:: What is being asked ::
In the entries below, find the line containing "of the ford". Copy it and all lines after it, exactly, through the end.

:: Pointing and labeling entries ::
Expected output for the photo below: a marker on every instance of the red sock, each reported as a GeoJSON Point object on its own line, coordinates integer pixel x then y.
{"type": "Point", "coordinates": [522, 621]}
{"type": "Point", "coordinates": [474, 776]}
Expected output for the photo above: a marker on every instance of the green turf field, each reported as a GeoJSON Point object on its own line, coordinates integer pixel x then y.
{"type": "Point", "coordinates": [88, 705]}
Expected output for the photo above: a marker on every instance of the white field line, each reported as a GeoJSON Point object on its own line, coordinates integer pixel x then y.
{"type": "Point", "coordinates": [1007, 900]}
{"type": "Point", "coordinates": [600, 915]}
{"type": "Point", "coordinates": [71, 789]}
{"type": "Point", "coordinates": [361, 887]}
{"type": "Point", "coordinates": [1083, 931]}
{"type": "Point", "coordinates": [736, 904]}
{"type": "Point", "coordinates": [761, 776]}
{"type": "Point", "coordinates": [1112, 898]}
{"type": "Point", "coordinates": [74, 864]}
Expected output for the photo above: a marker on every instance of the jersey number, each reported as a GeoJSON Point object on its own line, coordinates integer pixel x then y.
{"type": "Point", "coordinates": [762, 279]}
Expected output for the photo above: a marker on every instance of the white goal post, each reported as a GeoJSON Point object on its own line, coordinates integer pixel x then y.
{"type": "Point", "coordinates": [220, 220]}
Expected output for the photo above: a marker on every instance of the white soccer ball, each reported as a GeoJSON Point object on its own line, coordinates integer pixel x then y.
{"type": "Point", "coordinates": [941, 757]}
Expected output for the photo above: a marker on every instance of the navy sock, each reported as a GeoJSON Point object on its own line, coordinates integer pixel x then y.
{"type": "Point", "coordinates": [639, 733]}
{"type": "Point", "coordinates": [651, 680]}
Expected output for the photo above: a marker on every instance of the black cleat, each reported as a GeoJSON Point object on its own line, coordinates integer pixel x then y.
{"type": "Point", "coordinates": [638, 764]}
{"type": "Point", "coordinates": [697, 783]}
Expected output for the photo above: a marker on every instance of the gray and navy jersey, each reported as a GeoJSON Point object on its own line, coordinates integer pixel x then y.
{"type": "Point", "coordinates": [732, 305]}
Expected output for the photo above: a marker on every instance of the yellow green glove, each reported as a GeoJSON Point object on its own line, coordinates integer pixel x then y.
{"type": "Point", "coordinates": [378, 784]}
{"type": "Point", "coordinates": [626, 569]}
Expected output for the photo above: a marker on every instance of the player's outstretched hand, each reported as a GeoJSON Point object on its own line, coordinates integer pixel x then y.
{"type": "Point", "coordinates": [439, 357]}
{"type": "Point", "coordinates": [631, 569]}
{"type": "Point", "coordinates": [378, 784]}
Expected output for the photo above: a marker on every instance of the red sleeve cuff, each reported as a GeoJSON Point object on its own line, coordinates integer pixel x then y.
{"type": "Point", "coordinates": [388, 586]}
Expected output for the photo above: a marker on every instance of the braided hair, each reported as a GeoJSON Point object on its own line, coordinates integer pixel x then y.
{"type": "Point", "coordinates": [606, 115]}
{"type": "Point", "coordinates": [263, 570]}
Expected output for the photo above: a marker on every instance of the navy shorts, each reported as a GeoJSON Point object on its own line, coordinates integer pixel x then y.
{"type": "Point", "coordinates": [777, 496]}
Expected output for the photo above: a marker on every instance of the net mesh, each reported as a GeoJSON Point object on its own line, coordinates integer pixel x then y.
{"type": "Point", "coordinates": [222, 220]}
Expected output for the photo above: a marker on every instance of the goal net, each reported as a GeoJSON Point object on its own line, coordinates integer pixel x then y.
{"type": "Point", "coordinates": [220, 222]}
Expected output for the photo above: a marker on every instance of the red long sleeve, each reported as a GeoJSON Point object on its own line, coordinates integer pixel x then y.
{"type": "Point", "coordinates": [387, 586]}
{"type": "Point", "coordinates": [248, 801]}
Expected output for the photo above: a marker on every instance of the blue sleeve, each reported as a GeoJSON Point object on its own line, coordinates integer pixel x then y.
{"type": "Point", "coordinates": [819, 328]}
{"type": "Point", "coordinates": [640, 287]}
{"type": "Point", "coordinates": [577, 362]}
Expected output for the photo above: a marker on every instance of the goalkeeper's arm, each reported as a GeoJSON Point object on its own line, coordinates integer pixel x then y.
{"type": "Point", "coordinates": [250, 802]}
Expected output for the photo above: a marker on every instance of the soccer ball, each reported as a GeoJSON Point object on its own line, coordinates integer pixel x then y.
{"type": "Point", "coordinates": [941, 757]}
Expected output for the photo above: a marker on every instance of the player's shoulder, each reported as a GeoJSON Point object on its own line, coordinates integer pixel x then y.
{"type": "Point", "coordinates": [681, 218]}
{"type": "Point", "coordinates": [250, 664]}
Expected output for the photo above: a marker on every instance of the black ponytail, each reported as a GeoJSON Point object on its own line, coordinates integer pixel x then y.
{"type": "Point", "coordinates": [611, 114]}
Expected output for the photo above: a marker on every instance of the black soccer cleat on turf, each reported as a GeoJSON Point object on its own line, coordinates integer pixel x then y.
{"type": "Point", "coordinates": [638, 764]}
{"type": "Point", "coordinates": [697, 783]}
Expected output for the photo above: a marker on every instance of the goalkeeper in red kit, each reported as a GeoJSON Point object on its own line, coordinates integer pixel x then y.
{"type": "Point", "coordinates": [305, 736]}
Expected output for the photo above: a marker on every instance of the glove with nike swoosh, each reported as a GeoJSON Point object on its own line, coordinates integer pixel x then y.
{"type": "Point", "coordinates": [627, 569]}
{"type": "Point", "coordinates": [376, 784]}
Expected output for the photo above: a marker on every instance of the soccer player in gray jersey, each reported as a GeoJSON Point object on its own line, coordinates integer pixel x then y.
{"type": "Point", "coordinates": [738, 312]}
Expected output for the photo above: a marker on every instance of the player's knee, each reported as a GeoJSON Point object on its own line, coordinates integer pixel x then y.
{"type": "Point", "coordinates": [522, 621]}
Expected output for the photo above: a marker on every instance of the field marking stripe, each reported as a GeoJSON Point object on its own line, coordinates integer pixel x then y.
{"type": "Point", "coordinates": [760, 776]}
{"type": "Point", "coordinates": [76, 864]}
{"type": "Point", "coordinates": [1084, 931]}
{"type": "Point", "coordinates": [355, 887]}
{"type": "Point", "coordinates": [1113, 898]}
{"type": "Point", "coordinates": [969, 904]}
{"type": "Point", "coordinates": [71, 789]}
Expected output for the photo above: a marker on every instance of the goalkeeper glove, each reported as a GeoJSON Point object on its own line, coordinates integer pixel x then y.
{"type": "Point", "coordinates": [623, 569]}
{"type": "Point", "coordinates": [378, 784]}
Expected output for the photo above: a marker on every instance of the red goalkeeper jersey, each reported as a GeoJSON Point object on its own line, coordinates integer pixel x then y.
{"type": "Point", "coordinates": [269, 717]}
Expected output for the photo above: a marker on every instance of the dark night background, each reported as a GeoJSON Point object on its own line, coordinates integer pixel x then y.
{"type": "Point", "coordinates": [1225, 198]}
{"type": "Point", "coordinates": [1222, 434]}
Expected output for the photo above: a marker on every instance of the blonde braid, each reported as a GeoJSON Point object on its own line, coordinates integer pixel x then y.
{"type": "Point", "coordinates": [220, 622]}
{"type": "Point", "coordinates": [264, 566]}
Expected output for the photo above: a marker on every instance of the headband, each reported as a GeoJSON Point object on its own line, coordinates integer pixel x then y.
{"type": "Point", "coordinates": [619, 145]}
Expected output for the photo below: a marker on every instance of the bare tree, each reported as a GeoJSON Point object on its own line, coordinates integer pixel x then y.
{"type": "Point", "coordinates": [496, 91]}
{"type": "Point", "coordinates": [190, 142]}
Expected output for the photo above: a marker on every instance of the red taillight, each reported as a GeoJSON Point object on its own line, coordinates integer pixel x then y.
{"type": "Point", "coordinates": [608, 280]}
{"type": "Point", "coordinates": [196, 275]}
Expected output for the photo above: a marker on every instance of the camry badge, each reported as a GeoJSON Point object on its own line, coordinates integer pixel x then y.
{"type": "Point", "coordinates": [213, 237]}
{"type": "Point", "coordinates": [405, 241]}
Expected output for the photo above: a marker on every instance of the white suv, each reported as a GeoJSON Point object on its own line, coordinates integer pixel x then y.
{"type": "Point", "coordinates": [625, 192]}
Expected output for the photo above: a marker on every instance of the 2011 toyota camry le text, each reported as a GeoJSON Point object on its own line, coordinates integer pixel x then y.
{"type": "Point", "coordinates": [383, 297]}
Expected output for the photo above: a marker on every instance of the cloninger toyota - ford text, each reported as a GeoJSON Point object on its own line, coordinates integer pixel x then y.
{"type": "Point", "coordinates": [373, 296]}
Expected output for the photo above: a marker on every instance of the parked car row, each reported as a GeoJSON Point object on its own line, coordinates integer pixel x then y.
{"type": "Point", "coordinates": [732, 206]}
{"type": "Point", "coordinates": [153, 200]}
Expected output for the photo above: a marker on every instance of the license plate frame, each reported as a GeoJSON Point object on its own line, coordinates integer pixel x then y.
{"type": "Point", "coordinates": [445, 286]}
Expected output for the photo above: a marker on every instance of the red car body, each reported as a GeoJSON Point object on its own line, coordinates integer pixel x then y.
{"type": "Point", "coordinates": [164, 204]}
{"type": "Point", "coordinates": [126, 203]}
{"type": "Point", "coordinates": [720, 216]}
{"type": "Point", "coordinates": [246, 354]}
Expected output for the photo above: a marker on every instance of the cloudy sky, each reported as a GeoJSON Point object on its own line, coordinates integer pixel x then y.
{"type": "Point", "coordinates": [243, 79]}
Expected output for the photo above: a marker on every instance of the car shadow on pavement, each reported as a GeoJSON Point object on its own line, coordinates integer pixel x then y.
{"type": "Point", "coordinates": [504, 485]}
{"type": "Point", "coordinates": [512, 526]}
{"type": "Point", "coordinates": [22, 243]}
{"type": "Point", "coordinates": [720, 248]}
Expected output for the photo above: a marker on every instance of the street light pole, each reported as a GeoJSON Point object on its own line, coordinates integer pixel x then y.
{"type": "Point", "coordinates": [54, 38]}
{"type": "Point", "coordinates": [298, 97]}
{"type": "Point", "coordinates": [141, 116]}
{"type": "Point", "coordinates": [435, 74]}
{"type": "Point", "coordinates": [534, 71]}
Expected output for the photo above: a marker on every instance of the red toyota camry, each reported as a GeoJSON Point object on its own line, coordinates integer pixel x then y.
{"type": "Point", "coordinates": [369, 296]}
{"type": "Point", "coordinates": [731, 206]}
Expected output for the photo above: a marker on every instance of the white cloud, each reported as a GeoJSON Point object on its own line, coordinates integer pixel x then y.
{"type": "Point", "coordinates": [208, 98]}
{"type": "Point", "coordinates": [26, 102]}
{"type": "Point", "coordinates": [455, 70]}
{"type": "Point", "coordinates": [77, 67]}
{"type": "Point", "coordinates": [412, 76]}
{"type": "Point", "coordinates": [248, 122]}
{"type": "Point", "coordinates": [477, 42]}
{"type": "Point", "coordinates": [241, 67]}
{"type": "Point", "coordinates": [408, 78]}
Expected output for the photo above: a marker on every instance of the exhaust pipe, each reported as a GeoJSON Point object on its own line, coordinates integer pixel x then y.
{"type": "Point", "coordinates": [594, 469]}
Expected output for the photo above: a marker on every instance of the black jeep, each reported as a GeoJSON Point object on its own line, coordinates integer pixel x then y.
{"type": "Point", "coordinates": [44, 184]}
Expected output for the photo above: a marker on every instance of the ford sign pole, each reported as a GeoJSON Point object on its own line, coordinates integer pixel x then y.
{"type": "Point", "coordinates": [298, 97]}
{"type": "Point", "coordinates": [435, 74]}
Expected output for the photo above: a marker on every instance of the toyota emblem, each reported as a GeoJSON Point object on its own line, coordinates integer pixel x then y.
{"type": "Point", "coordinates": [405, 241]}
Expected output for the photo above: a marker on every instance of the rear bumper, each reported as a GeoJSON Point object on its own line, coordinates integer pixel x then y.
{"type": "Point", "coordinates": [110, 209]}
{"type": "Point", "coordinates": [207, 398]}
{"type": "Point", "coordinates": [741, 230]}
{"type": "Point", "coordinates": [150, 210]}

:: Complete response ::
Expected output for the photo above: a marker on every instance of the ford sign pole, each reported as a GeoJSON Point object on its own line, coordinates integer pixel x then y.
{"type": "Point", "coordinates": [298, 97]}
{"type": "Point", "coordinates": [435, 74]}
Expected output for the photo above: a marker on every instance of the toyota emblem, each reported as a GeoJSON Point object on its own line, coordinates integer pixel x then y.
{"type": "Point", "coordinates": [405, 241]}
Expected output for the photo above: a marker on every instance of the rear bumper, each reported as a GeoJSON Point object on its own line, coordinates integer pixel x then y.
{"type": "Point", "coordinates": [110, 209]}
{"type": "Point", "coordinates": [207, 398]}
{"type": "Point", "coordinates": [741, 230]}
{"type": "Point", "coordinates": [150, 210]}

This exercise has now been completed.